I dip into it for a few minutes. TV presenter Melvyn grew up in the county of Cumbria/Cumberland, an area heavily settled by Norwegians in the Viking Age. He claims that, as a young child, he spoke in a dialect that was "heavy with Old Norse vocabulary", and that when he eventually started going to the grammar school in Wigton, his teachers couldn't understand what he was saying, so at age 11 he had to set about learning the Queen's English.

Poor Melvyn! 

Still at least that bit of study enabled him to go to Oxford University and later get a job with the BBC, which is nice. So a happy ending there.

flashback to 2019: Melvyn, then on his third wife, Gabriel Claire-Hunt

Melvyn also recounts an anecdote about a local man he knew who was a soldier in the British Army Occupation Force that occupied Iceland during World War II, a force sent there to stop the Germans using the country as a u-boat base. This local man from Cumberland could apparently understand what the Icelanders were saying to him, based on the dialect he grew up with in Wigton. What madness!!!!

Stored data
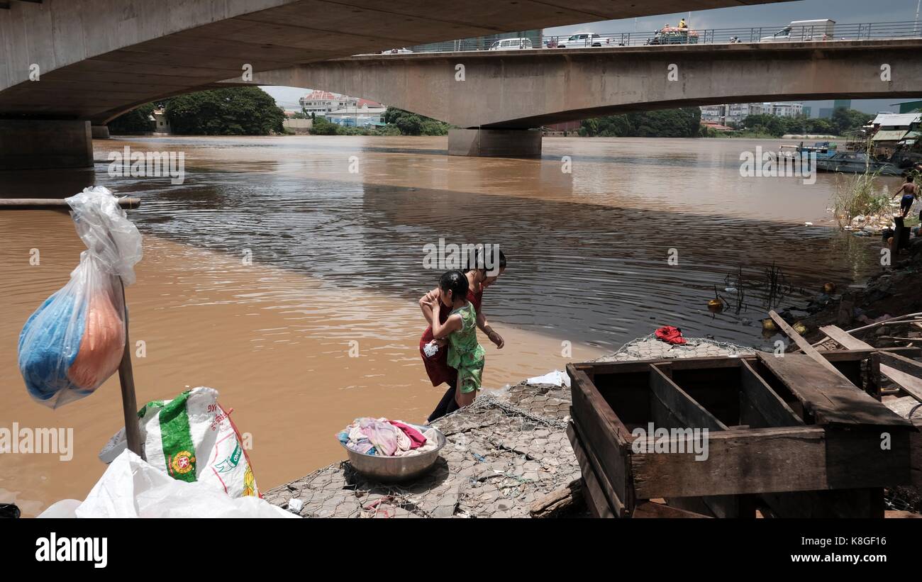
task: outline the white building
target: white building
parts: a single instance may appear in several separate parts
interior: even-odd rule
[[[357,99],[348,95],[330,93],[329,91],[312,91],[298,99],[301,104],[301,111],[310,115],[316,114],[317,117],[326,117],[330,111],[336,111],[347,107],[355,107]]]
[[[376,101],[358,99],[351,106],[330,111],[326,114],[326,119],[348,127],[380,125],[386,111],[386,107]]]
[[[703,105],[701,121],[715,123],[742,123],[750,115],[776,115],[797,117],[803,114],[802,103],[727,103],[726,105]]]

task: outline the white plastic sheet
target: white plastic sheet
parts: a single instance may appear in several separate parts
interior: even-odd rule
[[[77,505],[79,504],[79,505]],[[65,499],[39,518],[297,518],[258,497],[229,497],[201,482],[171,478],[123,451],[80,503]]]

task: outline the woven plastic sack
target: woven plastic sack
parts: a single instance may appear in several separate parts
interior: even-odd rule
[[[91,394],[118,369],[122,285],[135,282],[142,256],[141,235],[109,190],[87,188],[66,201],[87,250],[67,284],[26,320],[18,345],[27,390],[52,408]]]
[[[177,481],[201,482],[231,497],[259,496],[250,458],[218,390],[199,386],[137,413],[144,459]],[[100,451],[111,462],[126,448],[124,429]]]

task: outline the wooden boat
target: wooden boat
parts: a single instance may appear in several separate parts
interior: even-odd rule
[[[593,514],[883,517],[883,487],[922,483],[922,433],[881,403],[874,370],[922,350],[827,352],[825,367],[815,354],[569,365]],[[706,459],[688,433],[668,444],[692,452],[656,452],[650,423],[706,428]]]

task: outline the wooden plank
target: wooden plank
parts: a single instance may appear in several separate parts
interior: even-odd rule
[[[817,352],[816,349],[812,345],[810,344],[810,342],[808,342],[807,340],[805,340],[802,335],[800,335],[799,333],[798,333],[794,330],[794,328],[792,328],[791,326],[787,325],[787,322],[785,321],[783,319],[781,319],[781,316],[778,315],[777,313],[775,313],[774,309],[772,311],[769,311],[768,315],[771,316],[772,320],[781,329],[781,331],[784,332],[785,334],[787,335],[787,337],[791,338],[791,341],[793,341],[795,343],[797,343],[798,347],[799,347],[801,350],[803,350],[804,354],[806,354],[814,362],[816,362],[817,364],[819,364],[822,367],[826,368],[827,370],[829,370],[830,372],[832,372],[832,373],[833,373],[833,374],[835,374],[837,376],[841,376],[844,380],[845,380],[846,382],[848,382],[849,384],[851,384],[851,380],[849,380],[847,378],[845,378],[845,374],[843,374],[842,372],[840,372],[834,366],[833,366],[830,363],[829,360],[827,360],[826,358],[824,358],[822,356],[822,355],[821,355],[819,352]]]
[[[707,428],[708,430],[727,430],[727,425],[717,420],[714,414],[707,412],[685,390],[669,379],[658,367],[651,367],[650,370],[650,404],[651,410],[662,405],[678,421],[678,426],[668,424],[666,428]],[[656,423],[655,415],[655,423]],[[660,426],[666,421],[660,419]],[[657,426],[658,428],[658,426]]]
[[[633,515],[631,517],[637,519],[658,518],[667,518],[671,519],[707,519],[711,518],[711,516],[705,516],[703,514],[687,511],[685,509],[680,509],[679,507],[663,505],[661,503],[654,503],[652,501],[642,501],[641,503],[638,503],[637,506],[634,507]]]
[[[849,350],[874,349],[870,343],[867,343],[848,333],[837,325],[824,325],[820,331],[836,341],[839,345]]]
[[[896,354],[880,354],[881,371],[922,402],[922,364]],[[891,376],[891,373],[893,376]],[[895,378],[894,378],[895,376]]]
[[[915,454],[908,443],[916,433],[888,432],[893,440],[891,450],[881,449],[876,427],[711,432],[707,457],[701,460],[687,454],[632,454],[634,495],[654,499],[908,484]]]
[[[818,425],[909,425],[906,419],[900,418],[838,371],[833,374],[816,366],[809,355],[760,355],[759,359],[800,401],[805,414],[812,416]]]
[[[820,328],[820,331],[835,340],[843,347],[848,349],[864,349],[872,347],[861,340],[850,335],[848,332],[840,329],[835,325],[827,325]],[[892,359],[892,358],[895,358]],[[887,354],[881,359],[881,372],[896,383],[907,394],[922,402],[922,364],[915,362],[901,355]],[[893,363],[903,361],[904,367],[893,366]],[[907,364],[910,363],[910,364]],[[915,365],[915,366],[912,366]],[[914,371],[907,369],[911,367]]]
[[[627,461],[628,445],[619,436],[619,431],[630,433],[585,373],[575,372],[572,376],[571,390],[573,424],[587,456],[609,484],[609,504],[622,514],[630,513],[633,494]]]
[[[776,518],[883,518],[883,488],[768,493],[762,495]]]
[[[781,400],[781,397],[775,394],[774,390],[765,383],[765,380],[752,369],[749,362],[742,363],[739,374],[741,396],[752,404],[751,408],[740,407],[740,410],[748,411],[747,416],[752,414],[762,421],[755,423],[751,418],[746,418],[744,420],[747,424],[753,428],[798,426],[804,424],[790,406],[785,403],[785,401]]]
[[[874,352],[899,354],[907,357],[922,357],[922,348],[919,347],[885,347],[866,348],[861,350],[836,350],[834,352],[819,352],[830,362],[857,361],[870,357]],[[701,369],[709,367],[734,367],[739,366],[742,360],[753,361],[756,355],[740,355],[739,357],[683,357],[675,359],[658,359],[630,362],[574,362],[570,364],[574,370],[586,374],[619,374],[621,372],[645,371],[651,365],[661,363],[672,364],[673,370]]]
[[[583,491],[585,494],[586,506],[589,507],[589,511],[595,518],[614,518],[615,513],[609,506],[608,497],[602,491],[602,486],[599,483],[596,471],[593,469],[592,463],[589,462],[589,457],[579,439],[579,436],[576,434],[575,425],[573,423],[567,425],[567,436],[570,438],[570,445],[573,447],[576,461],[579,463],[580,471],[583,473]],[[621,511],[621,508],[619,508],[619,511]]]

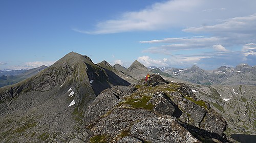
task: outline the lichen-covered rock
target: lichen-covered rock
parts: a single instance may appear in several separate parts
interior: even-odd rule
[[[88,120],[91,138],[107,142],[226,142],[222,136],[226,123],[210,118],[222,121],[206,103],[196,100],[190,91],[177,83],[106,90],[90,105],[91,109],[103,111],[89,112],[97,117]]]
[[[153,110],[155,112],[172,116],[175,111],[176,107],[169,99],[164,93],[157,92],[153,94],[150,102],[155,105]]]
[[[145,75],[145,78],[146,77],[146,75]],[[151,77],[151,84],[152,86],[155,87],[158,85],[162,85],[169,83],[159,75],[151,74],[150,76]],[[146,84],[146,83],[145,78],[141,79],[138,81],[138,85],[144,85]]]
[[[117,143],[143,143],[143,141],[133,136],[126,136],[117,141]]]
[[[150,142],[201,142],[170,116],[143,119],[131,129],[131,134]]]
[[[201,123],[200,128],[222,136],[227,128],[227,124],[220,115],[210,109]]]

THE TASK: Carry the passage on Melvyn's Cumbrian dialect and its Old Norse roots forward from its final sentence.

EXERCISE OUTPUT:
I think that academic purists would dismiss that evidence as "anecdotal", but I'm going to put it into my talk anyway. I need all the input I can get to speak for an hour, that's for sure!

Yikes !!!!!

13:00 I see that Gill, my sister in Cambridge has emailed me. Thanks to a recent DNA test she found out the other week that we're both related to a cousin we'd never heard of, David, an online journalist. David's mother was an aunt of ours, Joan, who was unmarried, and decided to give David and an earlier child, Jonathan, up for adoption after they were born (in 1957 and 1949 respectively).

Lois has recently found out a lot about Peter, David's father, from local press reports - for some period in the 1960's Peter was manager of a local inn at Tewkesbury, an inn which Lois and I have often visited. 

So Peter had 2 children born in 1949-ish, (1) a daughter born to his wife Elizabeth, and (2) a son, Jonathan, born to his mistress (and employee), our Aunty Joan. My god!

Confusing isn't it!

A lot of the press information that Lois found was new to David, apparently, and he has asked Gill to thank Lois and me for our work. And now David has supplied some information about Peter's father, i.e. David's grandfather.

Peter's father was also a bit of a slippery character it seems. Peter's mother died and Peter's father put Peter and his siblings into a children's home, before clearing off abroad for a few years. When he came back to the UK he married again, and had another son with his new wife, and he called that son Peter as well, telling his new family that his children by his first wife were all dead.

What madness !!!!!!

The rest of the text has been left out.